# Extract provided:
────────────────────
Chow Chow Poriyal (Chayote Stir Fry)

20 mins🥣 Prep 10 mins👥 4 servings🔥 easy🌿 Veg🟢 mild
Chow Chow Poriyal (Chayote Stir Fry)

Chow Chow Poriyal is a classic South Indian stir fry made with chayote squash, known as chow chow in Tamil Nadu. This humble vegetable holds a special place in Tamil cuisine for its delicate, mild flavour and tender texture. Tempered with mustard seeds, curry leaves, and freshly grated coconut, this poriyal is a staple side dish served alongside hot rice, sambar, and rasam in traditional Tamil households. It is a simple yet deeply satisfying dish rooted in everyday South Indian cooking tradition.

Tamil families absolutely love chow chow poriyal because it is light, nutritious, and pairs beautifully with any rice-based meal. It is a dish that appears regularly on the everyday lunch plate, and you will find it served at family gatherings, traditional Tamil weddings, and simple weekday meals alike. Mothers across Tamil Nadu prepare this for their children as a wholesome vegetable side, and it is especially cherished during pregnancy for its cooling, easy-to-digest nature. Its gentle flavour makes it a favourite even for young children and elderly family members.

What makes this recipe truly special is how effortlessly it comes together with just a handful of pantry staples. The key to a perfect chow chow poriyal lies in not overcooking the chayote, so it retains a slight bite and does not turn mushy. Adding freshly grated coconut at the end brings a wonderful natural sweetness and texture. For best results, choose firm, young chayote squash with tender skin. A little patience while tempering the spices makes all the difference in building a beautiful, aromatic base for this beloved Tamil poriyal.

🛒 Ingredients

👨‍🍳 Instructions

1

Wash the chayote squash thoroughly. Peel the skin using a vegetable peeler. Cut the chayote in half, remove the soft seed from the centre, and finely chop the flesh into small even cubes of about half a centimetre. Keep them aside. Chayote can sometimes release a mild sticky sap while cutting, so you may rinse your hands and the pieces lightly after chopping.

2

Place a kadai or wide pan over medium heat and add the coconut oil or sesame oil. Allow the oil to heat up for about 30 seconds. Once hot, add the mustard seeds and wait for them to splutter completely. This is important as it releases their full flavour into the oil and forms the aromatic base of the poriyal.

3

Once the mustard seeds have spluttered, add the urad dal and chana dal to the pan. Stir continuously and fry them on medium-low heat until they turn a light golden colour. Be careful not to burn them. This step gives the poriyal a lovely nutty flavour and a pleasant crunch in each bite.
────────────────────
# Work to do:
Write out the part of the chayote stir fry recipe that opens with the words containing "Place a kadai" and closes with "of the poriyal.".

# Source excerpt:
────────────────────
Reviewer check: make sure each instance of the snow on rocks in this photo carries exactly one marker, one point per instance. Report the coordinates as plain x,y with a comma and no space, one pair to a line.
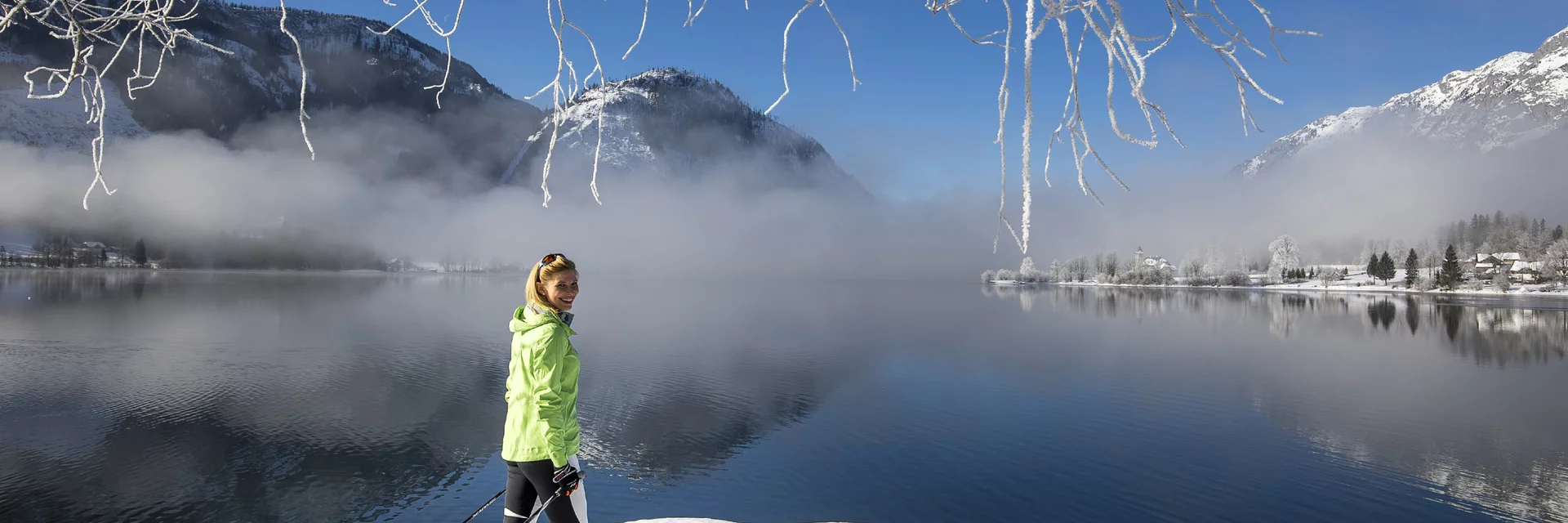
1506,102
────────────────────
# The output:
Place a kadai or wide pan over medium heat and add the coconut oil or sesame oil. Allow the oil to heat up for about 30 seconds. Once hot, add the mustard seeds and wait for them to splutter completely. This is important as it releases their full flavour into the oil and forms the aromatic base of the poriyal.